SUPPLIED RECORDS:
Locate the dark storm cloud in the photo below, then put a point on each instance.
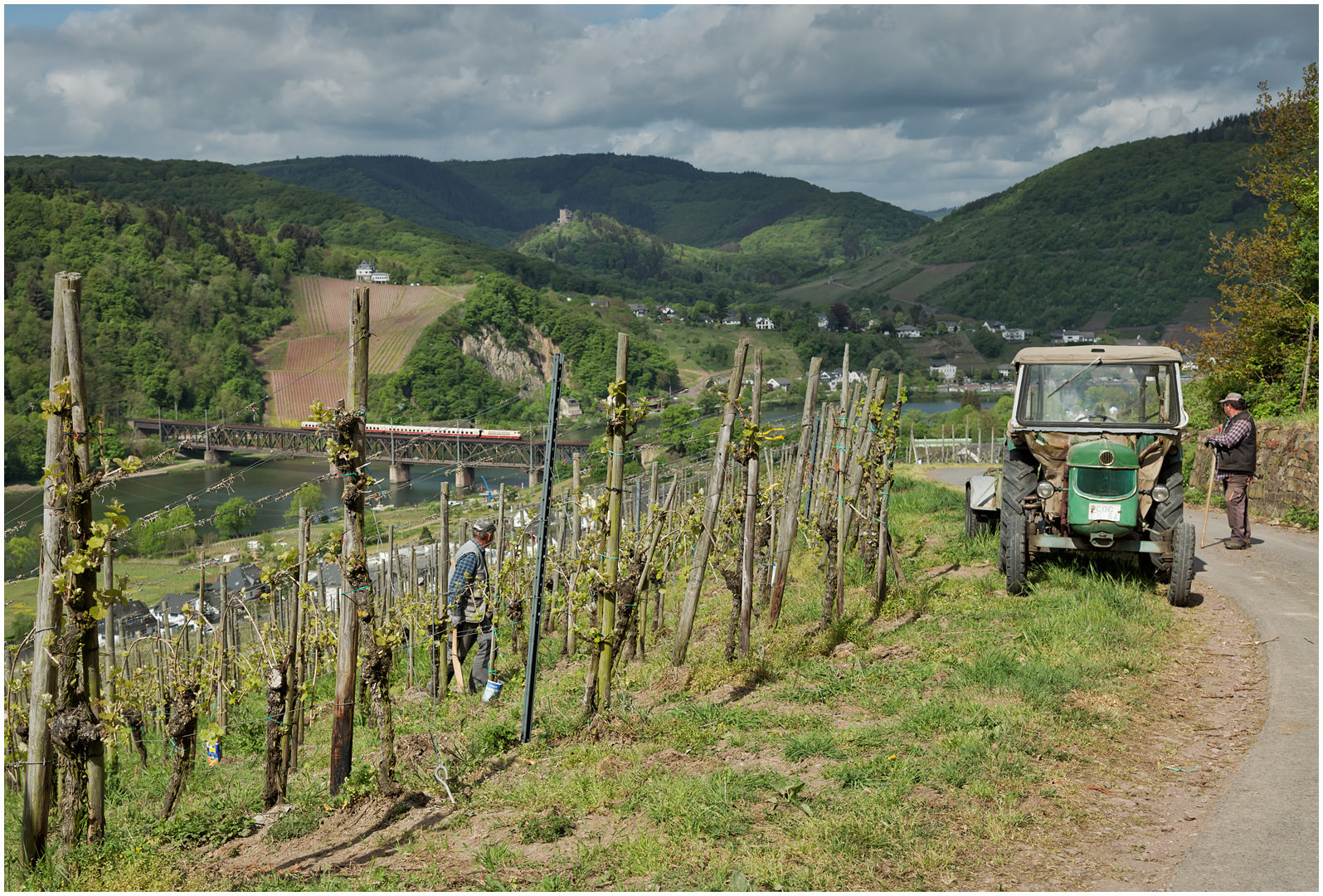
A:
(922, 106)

--

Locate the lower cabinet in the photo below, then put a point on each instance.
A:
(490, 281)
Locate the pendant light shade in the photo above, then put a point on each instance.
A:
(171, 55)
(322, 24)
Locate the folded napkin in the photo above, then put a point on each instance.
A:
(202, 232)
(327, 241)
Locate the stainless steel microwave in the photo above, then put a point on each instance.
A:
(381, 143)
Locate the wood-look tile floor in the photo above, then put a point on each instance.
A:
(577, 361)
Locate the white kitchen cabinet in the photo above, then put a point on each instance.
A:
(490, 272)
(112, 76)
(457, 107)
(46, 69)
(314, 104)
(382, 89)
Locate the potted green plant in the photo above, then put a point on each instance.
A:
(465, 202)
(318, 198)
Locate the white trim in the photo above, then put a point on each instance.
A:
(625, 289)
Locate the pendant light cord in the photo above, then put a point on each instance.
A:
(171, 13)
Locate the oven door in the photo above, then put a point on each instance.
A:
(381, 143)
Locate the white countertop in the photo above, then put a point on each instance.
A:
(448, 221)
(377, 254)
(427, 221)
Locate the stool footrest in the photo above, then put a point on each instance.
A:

==

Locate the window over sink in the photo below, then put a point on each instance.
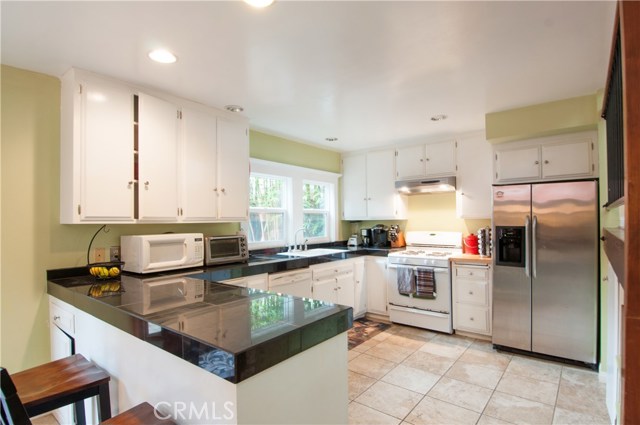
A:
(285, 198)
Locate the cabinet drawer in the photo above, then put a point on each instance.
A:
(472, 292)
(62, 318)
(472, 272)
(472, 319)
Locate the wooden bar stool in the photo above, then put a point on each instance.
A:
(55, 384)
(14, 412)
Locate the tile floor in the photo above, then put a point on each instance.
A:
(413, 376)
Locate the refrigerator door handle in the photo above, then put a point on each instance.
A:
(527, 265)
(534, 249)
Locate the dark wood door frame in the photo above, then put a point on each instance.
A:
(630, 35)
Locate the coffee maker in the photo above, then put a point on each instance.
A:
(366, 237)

ASSIGNMENT: Tell how many lines above contain the word "tile". Nothing but the number is needed.

ANSWER SPACE: 2